Records for this exercise:
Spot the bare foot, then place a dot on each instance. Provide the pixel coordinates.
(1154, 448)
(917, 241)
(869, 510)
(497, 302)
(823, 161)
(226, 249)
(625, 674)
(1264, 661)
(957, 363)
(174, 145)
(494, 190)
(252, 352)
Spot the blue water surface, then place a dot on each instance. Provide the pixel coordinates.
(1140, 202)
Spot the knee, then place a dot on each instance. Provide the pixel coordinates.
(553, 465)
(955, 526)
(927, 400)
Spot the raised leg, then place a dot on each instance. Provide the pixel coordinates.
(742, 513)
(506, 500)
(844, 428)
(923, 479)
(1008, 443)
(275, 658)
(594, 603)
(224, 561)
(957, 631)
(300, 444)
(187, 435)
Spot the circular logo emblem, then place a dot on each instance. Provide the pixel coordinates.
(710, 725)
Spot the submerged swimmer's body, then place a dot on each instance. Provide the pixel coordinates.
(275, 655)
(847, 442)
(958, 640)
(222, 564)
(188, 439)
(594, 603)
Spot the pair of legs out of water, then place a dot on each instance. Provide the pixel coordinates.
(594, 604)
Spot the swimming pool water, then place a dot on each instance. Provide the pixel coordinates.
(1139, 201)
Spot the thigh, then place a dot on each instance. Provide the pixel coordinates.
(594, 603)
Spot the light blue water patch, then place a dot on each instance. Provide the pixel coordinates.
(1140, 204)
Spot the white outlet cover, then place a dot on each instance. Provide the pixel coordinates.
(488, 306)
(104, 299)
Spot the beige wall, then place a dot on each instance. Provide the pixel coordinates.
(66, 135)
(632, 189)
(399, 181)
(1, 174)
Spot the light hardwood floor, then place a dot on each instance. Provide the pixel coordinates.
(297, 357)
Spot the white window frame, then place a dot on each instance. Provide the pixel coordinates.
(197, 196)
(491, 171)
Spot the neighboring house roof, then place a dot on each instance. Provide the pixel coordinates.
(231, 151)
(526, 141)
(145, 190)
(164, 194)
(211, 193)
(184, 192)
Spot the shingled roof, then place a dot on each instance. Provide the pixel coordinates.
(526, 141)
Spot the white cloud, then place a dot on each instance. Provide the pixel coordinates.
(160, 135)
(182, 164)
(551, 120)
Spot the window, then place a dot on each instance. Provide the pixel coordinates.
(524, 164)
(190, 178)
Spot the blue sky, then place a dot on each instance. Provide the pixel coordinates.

What the task asks: Arrange every line of the items above as a single numbered list, and omit any blank lines.

Finished answer:
1. Spot the bare foot, then place a dot on each instance. Provide the pixel coordinates.
2. (1154, 448)
3. (917, 241)
4. (869, 510)
5. (497, 302)
6. (823, 161)
7. (226, 249)
8. (625, 674)
9. (1264, 661)
10. (957, 363)
11. (174, 145)
12. (494, 190)
13. (252, 352)
14. Spot the blue water surface, then place a dot on each instance. Provide the pixel coordinates.
15. (1140, 202)
16. Spot the knee, then place a dot on each instance. Provide the pixel coordinates.
17. (553, 465)
18. (955, 526)
19. (927, 400)
20. Spot the raised leg, then place a dot on each instance. Provide the pixel coordinates.
21. (742, 513)
22. (506, 500)
23. (844, 428)
24. (923, 479)
25. (1008, 443)
26. (275, 658)
27. (594, 603)
28. (224, 561)
29. (957, 631)
30. (300, 444)
31. (187, 435)
32. Spot the circular logo emblem, then place a dot on each instance. Provide the pixel coordinates.
33. (710, 725)
34. Spot the submerged swimmer's body, then place a dot on each instance. Provide the pixel coordinates.
35. (275, 655)
36. (847, 442)
37. (958, 640)
38. (222, 564)
39. (188, 439)
40. (594, 603)
41. Spot the pair of legs out of water, then place a dot on each instance. Provide the pixel coordinates.
42. (594, 604)
43. Spot the swimming pool water, then place a dot on each instance. Provide the pixel coordinates.
44. (1139, 201)
45. Spot the thigh, then place a dot on each instance. Provide the pixel coordinates.
46. (594, 603)
47. Spot the light blue water patch, then place a dot on each instance. Provide the pixel coordinates.
48. (1140, 204)
49. Spot the white outlet cover, then place a dot on each instance. Provide the pixel coordinates.
50. (488, 306)
51. (104, 299)
52. Spot the beige wall, then place a dot on each instance. Provide the pixel coordinates.
53. (66, 135)
54. (632, 189)
55. (399, 181)
56. (1, 174)
57. Spot the light hardwood floor, then place a dot on each instance. Provide the pixel coordinates.
58. (297, 357)
59. Spot the white window frame, then place a dot on each instance. Provide the pixel coordinates.
60. (197, 196)
61. (491, 171)
62. Spot the neighboring house roof, then place a dot on each instance. Provide the pixel coordinates.
63. (231, 151)
64. (526, 141)
65. (145, 190)
66. (164, 194)
67. (211, 193)
68. (184, 192)
69. Spot the shingled roof, then place a dot on each instance. Provide the pixel coordinates.
70. (526, 141)
71. Spot the white cloud, then place a dot on each instance. Provide the pixel coordinates.
72. (160, 135)
73. (182, 164)
74. (551, 120)
75. Spot the window, then place a dot on each instance. Provide the pixel coordinates.
76. (524, 164)
77. (190, 178)
78. Spot the blue sky, then place a dot on each instance. Provide the pixel coordinates.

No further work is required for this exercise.